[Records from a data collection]
··········

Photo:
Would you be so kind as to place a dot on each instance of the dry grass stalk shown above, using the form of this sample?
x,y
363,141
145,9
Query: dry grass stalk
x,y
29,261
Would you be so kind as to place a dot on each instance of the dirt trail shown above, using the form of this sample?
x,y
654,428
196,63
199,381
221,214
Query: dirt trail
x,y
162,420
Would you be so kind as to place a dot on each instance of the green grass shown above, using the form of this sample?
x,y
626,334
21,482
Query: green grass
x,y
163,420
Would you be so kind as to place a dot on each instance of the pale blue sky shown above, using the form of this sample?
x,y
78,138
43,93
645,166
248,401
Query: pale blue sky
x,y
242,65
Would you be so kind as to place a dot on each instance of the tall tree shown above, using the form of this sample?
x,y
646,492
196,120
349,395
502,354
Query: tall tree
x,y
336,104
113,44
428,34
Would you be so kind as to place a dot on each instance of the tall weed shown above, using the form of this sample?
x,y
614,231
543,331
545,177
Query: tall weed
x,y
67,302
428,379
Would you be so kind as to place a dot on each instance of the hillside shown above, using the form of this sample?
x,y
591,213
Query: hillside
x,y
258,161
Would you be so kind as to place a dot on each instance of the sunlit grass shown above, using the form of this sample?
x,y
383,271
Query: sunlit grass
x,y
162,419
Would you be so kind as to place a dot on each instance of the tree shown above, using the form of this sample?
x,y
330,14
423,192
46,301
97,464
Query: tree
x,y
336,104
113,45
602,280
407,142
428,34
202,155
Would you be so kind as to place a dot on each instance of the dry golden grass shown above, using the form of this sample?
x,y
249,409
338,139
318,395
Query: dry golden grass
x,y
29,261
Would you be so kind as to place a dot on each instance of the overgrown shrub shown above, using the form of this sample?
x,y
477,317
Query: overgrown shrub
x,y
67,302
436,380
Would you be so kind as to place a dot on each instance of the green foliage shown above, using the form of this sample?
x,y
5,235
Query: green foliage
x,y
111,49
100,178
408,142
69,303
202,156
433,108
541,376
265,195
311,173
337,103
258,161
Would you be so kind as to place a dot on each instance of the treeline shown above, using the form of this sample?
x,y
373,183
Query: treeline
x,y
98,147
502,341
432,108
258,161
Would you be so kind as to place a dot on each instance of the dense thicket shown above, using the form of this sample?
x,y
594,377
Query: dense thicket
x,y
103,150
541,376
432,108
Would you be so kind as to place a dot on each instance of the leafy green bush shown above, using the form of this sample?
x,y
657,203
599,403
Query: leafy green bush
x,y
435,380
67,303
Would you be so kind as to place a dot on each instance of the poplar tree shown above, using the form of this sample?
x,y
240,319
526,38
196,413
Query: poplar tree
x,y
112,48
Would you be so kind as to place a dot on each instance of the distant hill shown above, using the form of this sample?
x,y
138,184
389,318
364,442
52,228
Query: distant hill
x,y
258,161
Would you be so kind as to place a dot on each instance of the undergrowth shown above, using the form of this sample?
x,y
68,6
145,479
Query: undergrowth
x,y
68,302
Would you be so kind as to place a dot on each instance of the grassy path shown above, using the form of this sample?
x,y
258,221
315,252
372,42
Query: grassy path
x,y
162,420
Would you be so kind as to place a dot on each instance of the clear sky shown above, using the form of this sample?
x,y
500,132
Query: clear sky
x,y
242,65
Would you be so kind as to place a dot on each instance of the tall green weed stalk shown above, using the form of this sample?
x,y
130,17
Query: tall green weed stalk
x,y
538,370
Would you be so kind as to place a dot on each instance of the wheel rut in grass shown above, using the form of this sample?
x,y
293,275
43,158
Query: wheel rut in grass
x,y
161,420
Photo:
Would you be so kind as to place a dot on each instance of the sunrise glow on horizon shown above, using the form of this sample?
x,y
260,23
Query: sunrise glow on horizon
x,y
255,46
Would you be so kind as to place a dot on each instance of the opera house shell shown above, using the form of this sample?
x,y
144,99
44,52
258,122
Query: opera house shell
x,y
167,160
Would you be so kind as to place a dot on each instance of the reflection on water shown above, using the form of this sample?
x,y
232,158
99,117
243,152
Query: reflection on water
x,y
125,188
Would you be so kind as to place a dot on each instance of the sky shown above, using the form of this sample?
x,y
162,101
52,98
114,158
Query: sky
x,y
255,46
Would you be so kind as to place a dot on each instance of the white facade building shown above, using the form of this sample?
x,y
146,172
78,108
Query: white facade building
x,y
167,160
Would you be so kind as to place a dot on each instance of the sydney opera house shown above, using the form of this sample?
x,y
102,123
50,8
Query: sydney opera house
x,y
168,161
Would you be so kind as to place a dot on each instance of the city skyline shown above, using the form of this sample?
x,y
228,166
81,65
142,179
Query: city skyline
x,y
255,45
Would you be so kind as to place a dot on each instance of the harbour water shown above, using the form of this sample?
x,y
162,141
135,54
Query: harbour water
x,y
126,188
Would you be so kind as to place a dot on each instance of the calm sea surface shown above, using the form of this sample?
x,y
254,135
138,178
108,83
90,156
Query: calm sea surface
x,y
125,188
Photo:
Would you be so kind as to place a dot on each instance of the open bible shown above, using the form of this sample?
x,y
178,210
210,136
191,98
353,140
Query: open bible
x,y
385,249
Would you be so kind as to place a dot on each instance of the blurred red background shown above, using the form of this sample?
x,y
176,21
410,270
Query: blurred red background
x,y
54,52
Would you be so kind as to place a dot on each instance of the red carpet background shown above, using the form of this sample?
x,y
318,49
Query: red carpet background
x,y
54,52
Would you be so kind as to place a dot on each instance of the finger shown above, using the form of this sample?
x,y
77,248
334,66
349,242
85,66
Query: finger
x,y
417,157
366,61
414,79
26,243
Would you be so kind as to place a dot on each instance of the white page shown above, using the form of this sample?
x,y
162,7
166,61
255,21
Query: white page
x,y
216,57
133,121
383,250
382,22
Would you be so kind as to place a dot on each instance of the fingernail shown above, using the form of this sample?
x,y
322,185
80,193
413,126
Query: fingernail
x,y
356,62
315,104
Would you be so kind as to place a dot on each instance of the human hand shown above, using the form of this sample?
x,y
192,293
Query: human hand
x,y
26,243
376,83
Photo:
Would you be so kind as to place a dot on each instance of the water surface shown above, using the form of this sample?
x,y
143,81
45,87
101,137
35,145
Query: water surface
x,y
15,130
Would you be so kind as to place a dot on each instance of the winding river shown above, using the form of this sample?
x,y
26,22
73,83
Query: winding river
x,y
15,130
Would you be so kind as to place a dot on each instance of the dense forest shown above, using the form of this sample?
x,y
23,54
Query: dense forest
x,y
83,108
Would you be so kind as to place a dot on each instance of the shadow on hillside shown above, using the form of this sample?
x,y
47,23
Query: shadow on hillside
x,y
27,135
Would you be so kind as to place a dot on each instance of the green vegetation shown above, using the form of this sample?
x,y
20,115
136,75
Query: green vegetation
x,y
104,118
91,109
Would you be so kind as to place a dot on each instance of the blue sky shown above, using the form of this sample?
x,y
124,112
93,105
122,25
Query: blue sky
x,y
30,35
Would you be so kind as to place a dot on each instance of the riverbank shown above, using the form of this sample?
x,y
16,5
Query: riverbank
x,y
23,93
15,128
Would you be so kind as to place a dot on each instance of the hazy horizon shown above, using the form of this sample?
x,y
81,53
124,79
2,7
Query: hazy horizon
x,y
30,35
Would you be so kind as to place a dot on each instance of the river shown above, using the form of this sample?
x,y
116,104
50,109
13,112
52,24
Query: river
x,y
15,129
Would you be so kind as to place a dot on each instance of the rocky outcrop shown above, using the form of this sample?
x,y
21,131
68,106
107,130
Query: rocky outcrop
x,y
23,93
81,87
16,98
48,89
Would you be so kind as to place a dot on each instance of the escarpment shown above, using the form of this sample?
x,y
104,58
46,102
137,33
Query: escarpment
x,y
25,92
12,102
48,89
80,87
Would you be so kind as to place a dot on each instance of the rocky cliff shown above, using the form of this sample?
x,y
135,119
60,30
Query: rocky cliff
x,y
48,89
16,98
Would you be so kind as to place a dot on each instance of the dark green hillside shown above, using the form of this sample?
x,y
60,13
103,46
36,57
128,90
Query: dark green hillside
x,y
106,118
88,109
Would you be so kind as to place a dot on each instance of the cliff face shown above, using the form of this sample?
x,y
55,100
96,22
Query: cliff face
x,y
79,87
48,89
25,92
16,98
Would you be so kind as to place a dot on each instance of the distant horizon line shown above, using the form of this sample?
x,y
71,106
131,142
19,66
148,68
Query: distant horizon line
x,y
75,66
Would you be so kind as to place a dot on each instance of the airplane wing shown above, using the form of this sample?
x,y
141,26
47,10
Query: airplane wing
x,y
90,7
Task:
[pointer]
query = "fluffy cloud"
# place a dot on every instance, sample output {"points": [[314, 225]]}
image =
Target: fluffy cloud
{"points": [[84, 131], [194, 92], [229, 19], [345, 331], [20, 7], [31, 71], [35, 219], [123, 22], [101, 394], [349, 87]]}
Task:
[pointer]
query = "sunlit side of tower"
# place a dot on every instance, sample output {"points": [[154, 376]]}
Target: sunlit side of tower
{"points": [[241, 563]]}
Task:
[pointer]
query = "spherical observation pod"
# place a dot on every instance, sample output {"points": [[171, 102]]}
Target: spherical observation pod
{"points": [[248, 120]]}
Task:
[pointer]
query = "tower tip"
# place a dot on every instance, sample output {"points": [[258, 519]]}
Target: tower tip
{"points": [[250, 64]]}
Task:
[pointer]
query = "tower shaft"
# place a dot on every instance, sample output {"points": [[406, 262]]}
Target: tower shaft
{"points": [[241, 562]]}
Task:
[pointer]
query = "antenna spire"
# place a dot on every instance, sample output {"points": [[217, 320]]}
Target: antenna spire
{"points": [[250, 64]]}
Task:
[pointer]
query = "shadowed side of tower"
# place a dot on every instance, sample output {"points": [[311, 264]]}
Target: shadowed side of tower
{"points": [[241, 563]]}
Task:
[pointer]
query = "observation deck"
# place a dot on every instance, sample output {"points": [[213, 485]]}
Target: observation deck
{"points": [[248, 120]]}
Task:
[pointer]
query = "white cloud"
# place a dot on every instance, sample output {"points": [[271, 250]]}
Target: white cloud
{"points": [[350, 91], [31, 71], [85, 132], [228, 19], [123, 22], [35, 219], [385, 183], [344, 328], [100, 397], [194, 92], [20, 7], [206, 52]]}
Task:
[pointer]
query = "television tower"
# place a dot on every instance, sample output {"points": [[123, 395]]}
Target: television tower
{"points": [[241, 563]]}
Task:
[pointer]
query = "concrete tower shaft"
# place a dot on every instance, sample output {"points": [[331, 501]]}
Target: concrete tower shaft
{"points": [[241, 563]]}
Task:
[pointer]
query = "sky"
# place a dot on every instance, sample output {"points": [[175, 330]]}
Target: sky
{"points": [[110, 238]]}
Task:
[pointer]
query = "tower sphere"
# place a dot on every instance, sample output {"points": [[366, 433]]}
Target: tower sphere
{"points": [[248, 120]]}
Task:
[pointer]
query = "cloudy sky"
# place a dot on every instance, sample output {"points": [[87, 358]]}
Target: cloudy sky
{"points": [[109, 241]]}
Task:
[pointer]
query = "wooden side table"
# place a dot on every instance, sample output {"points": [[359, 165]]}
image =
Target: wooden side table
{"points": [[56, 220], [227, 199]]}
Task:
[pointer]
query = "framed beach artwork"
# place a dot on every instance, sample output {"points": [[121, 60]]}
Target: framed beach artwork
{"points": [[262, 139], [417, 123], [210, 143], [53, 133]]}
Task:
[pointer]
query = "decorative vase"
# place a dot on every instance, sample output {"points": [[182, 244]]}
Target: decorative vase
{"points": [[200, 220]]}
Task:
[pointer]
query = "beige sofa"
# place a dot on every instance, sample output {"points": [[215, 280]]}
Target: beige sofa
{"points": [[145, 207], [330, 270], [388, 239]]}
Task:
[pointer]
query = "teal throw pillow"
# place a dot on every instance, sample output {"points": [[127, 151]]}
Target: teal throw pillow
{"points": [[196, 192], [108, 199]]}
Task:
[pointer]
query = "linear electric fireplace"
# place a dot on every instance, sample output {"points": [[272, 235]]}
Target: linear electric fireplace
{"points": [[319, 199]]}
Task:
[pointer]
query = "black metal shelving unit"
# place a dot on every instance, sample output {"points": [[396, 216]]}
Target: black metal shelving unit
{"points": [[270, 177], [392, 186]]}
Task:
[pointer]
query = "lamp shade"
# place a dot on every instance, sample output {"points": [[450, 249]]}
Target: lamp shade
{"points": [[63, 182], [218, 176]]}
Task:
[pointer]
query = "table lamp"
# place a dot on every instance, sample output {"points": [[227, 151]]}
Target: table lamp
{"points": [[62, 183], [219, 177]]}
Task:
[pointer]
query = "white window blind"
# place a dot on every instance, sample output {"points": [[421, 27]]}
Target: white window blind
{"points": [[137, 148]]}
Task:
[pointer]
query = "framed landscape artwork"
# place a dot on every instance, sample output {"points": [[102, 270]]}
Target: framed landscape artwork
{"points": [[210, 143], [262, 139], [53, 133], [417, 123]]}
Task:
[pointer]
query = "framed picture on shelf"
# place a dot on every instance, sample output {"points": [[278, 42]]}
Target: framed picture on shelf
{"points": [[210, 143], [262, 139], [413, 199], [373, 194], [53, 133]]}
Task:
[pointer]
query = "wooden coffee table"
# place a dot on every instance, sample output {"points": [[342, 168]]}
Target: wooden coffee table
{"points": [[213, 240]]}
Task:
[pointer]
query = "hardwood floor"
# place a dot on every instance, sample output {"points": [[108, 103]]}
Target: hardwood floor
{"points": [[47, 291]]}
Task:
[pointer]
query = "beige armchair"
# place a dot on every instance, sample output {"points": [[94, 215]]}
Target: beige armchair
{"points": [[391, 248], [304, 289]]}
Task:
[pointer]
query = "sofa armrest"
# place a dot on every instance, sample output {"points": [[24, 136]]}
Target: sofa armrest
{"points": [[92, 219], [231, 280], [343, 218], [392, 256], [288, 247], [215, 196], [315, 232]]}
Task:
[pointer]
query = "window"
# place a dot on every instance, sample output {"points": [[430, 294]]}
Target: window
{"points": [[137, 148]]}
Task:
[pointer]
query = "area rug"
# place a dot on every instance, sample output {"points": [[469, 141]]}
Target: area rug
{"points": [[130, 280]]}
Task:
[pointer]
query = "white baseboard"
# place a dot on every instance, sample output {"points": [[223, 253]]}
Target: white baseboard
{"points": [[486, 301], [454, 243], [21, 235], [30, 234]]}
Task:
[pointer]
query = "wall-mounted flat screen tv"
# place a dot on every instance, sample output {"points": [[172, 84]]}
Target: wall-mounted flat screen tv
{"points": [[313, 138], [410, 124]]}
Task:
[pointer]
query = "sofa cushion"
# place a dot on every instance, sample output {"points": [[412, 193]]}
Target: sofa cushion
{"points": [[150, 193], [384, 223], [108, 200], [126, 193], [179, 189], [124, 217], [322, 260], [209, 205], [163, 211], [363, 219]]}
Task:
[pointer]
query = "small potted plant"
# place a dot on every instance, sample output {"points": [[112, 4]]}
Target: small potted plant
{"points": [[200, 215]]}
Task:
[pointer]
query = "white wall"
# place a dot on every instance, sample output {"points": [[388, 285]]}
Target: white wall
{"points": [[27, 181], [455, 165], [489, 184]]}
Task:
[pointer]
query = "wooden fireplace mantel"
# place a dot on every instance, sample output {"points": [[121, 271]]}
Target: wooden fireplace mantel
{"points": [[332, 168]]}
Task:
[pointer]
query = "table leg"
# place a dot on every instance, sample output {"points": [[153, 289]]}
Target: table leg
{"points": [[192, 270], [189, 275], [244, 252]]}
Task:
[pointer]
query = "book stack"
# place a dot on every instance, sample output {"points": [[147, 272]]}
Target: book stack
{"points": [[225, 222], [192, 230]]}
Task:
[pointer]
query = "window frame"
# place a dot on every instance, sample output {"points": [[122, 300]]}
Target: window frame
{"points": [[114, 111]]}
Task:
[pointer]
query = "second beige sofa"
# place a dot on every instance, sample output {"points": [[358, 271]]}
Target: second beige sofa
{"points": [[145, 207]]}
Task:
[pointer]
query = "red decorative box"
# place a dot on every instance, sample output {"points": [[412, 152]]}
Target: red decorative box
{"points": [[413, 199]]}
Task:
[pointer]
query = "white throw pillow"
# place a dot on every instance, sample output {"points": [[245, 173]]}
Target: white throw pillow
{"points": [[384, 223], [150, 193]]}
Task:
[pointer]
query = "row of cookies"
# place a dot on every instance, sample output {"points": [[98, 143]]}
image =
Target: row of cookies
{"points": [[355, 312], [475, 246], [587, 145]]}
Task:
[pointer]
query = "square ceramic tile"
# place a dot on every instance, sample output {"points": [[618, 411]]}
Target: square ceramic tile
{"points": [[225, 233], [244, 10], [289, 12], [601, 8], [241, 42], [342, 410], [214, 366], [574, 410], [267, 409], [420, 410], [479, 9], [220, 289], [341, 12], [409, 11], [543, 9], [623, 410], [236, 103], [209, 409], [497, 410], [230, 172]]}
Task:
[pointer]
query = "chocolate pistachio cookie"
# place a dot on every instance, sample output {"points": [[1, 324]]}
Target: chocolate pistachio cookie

··········

Problem details:
From the entries, copy every line in which the word "pistachio" occurs.

The answer:
query = "chocolate pistachio cookie"
Target: chocolate pistachio cookie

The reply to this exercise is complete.